Problem statement: Return each line of the entries that holds the string "navy".

:: Data records

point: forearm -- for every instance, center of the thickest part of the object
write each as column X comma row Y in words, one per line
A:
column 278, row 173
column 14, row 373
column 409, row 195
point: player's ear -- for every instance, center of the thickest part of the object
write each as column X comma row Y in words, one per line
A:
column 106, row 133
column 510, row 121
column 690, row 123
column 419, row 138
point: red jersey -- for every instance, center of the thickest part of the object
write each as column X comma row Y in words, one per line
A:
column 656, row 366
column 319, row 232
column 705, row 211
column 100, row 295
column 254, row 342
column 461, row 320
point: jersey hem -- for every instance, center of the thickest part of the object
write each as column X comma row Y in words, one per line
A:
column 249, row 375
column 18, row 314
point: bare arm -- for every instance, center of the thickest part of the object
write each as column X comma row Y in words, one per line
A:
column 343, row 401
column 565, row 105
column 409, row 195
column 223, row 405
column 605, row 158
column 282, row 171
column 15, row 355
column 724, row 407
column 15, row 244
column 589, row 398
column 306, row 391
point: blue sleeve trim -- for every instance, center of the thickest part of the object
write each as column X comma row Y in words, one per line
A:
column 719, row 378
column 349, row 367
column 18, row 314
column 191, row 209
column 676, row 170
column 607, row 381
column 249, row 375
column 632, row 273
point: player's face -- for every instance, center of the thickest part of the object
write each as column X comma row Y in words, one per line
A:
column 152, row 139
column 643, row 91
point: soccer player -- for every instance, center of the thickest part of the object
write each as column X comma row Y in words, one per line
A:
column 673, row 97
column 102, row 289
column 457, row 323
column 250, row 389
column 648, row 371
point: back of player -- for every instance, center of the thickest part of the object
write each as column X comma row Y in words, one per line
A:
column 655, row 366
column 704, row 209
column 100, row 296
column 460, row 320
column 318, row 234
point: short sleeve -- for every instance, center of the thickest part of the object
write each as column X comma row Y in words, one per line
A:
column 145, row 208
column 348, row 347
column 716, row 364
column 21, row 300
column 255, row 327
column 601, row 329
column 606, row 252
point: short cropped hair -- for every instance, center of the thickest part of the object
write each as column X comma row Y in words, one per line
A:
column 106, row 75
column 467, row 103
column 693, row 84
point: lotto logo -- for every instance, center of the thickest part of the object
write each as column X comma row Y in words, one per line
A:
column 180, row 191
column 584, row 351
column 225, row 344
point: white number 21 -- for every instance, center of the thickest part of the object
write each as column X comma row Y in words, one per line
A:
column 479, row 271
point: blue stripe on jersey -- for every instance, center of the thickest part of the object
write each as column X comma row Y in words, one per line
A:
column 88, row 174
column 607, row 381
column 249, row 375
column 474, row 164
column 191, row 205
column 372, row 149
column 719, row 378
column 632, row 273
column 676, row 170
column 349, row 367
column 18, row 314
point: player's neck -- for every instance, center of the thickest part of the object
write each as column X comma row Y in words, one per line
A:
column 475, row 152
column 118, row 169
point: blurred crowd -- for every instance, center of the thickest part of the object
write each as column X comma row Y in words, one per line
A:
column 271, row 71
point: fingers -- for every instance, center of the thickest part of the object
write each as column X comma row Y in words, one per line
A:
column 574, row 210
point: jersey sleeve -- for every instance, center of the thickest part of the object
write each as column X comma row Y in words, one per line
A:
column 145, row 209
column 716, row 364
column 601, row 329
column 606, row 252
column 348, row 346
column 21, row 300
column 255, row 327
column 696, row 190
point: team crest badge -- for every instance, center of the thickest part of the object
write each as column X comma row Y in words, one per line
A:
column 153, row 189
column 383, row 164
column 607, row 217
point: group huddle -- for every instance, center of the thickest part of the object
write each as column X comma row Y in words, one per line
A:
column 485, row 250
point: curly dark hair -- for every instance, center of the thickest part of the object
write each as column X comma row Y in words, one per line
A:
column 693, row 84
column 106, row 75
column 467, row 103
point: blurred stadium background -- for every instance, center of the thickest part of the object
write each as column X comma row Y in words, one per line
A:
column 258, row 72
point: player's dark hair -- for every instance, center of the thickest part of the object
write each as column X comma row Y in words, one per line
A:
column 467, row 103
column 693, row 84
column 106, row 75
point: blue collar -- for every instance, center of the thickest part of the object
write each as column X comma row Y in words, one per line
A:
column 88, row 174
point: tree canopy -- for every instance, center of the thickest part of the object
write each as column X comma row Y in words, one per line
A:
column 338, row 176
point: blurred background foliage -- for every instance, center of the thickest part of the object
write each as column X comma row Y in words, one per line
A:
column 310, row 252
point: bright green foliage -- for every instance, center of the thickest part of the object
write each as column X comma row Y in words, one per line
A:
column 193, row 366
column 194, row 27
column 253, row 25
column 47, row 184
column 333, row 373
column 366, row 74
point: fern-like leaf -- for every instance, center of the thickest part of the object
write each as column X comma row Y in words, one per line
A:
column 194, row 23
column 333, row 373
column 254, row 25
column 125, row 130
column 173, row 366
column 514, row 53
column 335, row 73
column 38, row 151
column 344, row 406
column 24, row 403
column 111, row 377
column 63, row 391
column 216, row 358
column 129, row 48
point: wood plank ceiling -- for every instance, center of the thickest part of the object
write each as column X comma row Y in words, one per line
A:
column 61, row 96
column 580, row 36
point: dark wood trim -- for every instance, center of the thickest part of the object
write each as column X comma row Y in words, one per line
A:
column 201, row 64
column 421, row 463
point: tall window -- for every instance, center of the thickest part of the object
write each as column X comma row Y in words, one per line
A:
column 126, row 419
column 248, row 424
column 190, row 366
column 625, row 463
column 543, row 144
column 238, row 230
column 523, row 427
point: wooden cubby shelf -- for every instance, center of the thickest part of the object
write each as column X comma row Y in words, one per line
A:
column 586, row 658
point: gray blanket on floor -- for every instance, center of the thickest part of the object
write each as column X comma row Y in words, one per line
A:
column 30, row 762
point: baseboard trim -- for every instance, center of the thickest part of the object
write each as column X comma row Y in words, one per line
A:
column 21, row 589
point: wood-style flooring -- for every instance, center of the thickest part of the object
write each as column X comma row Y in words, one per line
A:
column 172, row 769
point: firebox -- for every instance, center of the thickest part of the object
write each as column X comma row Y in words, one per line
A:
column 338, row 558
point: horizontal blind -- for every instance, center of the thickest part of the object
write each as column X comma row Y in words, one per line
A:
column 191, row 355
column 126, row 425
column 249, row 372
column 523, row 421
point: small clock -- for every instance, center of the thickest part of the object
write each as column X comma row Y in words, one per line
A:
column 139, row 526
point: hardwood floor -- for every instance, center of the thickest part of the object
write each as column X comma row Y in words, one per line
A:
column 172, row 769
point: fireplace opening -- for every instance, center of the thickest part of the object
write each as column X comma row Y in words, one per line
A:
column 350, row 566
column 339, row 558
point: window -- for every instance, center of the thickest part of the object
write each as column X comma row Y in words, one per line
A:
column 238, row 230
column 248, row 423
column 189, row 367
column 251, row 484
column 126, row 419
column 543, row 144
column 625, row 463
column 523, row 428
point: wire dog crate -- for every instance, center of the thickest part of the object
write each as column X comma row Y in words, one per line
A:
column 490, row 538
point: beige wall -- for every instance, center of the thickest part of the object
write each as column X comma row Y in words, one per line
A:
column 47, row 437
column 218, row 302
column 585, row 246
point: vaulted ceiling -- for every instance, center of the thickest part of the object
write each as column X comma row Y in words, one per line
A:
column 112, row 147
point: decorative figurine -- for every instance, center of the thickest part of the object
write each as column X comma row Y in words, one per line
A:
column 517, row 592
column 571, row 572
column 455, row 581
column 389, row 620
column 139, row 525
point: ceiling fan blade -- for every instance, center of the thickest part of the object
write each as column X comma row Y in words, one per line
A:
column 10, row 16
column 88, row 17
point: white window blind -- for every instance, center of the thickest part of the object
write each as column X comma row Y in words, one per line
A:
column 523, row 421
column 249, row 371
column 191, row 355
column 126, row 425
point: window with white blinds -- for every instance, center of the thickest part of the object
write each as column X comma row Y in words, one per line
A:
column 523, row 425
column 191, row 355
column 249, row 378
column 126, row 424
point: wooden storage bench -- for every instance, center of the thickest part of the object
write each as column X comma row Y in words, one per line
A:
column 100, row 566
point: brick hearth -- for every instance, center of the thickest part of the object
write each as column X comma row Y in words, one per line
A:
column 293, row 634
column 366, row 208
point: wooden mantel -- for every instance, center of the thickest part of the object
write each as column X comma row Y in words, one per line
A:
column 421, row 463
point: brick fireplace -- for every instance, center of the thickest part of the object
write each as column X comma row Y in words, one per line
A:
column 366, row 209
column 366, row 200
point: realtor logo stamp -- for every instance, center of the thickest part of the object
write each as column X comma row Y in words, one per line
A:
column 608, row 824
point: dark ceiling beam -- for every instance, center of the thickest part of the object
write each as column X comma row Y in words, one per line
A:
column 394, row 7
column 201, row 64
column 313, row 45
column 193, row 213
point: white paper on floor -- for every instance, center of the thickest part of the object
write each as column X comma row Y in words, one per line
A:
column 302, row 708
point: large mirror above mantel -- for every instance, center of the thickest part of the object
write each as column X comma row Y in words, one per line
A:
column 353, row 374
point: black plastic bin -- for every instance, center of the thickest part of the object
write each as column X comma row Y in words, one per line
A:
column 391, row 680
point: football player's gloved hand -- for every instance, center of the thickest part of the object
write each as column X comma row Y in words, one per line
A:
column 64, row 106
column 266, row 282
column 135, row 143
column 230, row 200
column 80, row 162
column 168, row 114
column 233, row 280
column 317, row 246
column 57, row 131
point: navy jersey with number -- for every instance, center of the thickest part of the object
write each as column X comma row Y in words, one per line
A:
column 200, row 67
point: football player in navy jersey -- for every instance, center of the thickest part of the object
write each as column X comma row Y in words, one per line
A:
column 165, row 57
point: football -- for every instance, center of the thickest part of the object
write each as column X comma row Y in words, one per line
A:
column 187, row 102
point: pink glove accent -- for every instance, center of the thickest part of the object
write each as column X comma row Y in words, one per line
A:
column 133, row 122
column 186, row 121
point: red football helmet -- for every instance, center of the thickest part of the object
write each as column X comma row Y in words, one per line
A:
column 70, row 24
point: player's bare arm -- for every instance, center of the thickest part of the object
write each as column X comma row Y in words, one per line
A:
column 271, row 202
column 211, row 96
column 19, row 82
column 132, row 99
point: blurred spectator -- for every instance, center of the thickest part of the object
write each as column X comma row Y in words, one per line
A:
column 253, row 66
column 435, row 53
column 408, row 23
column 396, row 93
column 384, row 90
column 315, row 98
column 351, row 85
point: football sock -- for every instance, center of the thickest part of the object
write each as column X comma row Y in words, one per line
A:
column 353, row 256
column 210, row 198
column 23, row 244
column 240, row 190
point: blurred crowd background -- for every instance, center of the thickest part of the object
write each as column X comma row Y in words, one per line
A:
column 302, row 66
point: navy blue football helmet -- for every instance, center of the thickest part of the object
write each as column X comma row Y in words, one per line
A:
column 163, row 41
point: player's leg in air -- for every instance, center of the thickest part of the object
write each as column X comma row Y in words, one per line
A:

::::

Response for this exercise:
point: navy jersey with number -- for every instance, center of the thickest part of the object
point: football player in navy jersey -- for every instance, center of the thickest part of the object
point: navy blue football helmet -- for every instance, center of the thickest part of the object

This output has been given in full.